## [Data excerpts]
***

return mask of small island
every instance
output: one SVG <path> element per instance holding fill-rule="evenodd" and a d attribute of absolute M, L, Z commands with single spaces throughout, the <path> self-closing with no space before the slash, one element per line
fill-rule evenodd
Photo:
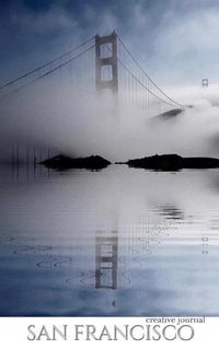
<path fill-rule="evenodd" d="M 54 170 L 69 170 L 69 168 L 88 168 L 102 170 L 111 164 L 110 161 L 99 155 L 91 155 L 88 158 L 69 158 L 59 154 L 42 161 L 41 164 Z"/>
<path fill-rule="evenodd" d="M 178 171 L 182 168 L 216 168 L 219 167 L 219 159 L 215 158 L 182 158 L 177 154 L 163 154 L 128 160 L 130 167 L 148 170 Z"/>

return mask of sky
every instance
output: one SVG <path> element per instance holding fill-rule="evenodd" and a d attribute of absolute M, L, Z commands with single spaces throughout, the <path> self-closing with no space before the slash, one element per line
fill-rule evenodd
<path fill-rule="evenodd" d="M 0 100 L 0 161 L 18 143 L 110 161 L 154 153 L 219 158 L 219 85 L 211 84 L 219 83 L 218 0 L 0 0 L 0 85 L 114 30 L 162 90 L 194 108 L 150 124 L 128 104 L 115 109 L 78 85 L 73 95 L 59 71 L 58 83 L 50 77 Z M 204 78 L 209 89 L 201 88 Z"/>
<path fill-rule="evenodd" d="M 0 82 L 113 30 L 160 84 L 219 81 L 217 0 L 0 0 Z"/>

***

Copy out the entries above with "every instance" swapped for "all instances" wherever it occurs, keeping every other line the same. Leave the pictures out.

## [Solution to this problem]
return mask of small island
all instances
output: one SVG <path> element per instance holding fill-rule="evenodd" and a d attribute of absolute M, L, Z commands with single spaces throughout, the <path> self-closing with no space before the slash, one element per line
fill-rule evenodd
Photo:
<path fill-rule="evenodd" d="M 54 170 L 69 170 L 69 168 L 88 168 L 102 170 L 111 164 L 110 161 L 99 155 L 91 155 L 88 158 L 69 158 L 59 154 L 42 161 L 41 164 Z"/>
<path fill-rule="evenodd" d="M 178 171 L 182 168 L 216 168 L 219 167 L 219 159 L 215 158 L 182 158 L 177 154 L 163 154 L 128 160 L 130 167 L 148 170 Z"/>

return mask of sky
all instances
output: one SVG <path> element per instance holding fill-rule="evenodd" and a d attribute of absolute M, L, Z commands with single spaces throughout, the <path> self-closing with no space before the slash, one element per line
fill-rule evenodd
<path fill-rule="evenodd" d="M 0 100 L 0 161 L 18 143 L 110 161 L 154 153 L 219 158 L 219 85 L 211 84 L 219 83 L 218 0 L 0 0 L 0 85 L 114 30 L 162 90 L 194 108 L 150 124 L 128 104 L 115 109 L 78 85 L 73 95 L 59 71 L 58 83 L 50 77 Z M 204 78 L 209 89 L 201 88 Z"/>
<path fill-rule="evenodd" d="M 0 82 L 113 30 L 160 84 L 219 81 L 217 0 L 0 0 Z"/>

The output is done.